▶ [Provided text]:
·····

# slang terms you still use



## Sadaiyappan (Jun 20, 2009)

I would hit that - I would have sex with her
My family is loaded - my family is rich


----------



## MrSoloDolo123 (Aug 2, 2010)

she'll be right


----------



## Sadaiyappan (Jun 20, 2009)

my bad


----------



## Sadaiyappan (Jun 20, 2009)

I got next


----------



## Sadaiyappan (Jun 20, 2009)

In the US if a girl is sexy they say she is "hot." And, if a girl has a sweet face they say she is "cute." In India I think they only use "cute" to describe puppy dogs and children.


----------



## Sadaiyappan (Jun 20, 2009)

I go for sexy or cute girls. But I have too see the girl.


----------



## Sadaiyappan (Jun 20, 2009)

Sometimes I see a girl that is both. And they can get any guy they want.


----------



## Trooper (Apr 29, 2011)

Post count marathon ?.

Trooper


----------



## Sadaiyappan (Jun 20, 2009)

I think I will buy a really cute puppy dog after I get married.


----------



## millenniumman75 (Feb 4, 2005)

Cuss!


----------



## ralary (May 10, 2011)

gawdy


----------



## au Lait (Sep 8, 2010)

Sometimes I like to throw out the occasional "BOOYAH!!"

Just to keep people on their toes.


----------



## JayDontCareEh (Jul 16, 2007)

My American cousins use the term "_Baller_" regularly. And as a result I seem to have taken a liking to it myself. (I can't stop saying it!)


----------



## JimmyDeansRetartedCousin (Nov 28, 2009)

Cool beans, "that's gas", bombing, beastly, glassy, pumping.


----------



## rainbowOne (Sep 26, 2010)

mardy,


----------



## epril (Mar 24, 2009)

groovy, nifty, neato, swell, that's the ticket,


----------



## Neptunus (Oct 29, 2007)

"Wicked." As in "that's wicked cool!" Classic New England slang.


----------



## rainbowOne (Sep 26, 2010)

oh and I also say 'proper' instead of 'really' a lot, as in: "It's proper cold!" 
haha I probably sound really common.
but I can switch to the Queens English easily if I need to.


----------



## rockyraccoon (Dec 13, 2010)

totally, no doubt, solid, gnarly, far out, big time


----------



## dontworrybehappy (Dec 4, 2010)

mad (e.g. mad hungry)


----------



## Authentic Antagonist (May 14, 2011)

·····

▶ [Extracted records]:
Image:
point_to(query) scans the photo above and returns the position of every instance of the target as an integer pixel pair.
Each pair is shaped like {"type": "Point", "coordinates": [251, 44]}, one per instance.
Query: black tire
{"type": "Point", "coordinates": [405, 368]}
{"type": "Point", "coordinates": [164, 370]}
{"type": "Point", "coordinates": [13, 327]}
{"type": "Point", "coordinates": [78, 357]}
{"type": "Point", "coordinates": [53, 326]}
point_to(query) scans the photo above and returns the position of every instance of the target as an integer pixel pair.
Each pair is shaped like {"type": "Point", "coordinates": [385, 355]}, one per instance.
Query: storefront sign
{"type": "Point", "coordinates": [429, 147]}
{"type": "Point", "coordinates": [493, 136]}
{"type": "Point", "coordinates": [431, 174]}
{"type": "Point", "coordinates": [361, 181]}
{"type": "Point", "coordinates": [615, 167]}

·····

▶ [Aim of the exercise]: Transcribe the part of the slang thread above between "## JayDontCareEh (Jul" and "(Nov 28, 2009)", inclusive.

▶ [Output below]:
## JayDontCareEh (Jul 16, 2007)

My American cousins use the term "_Baller_" regularly. And as a result I seem to have taken a liking to it myself. (I can't stop saying it!)


----------



## JimmyDeansRetartedCousin (Nov 28, 2009)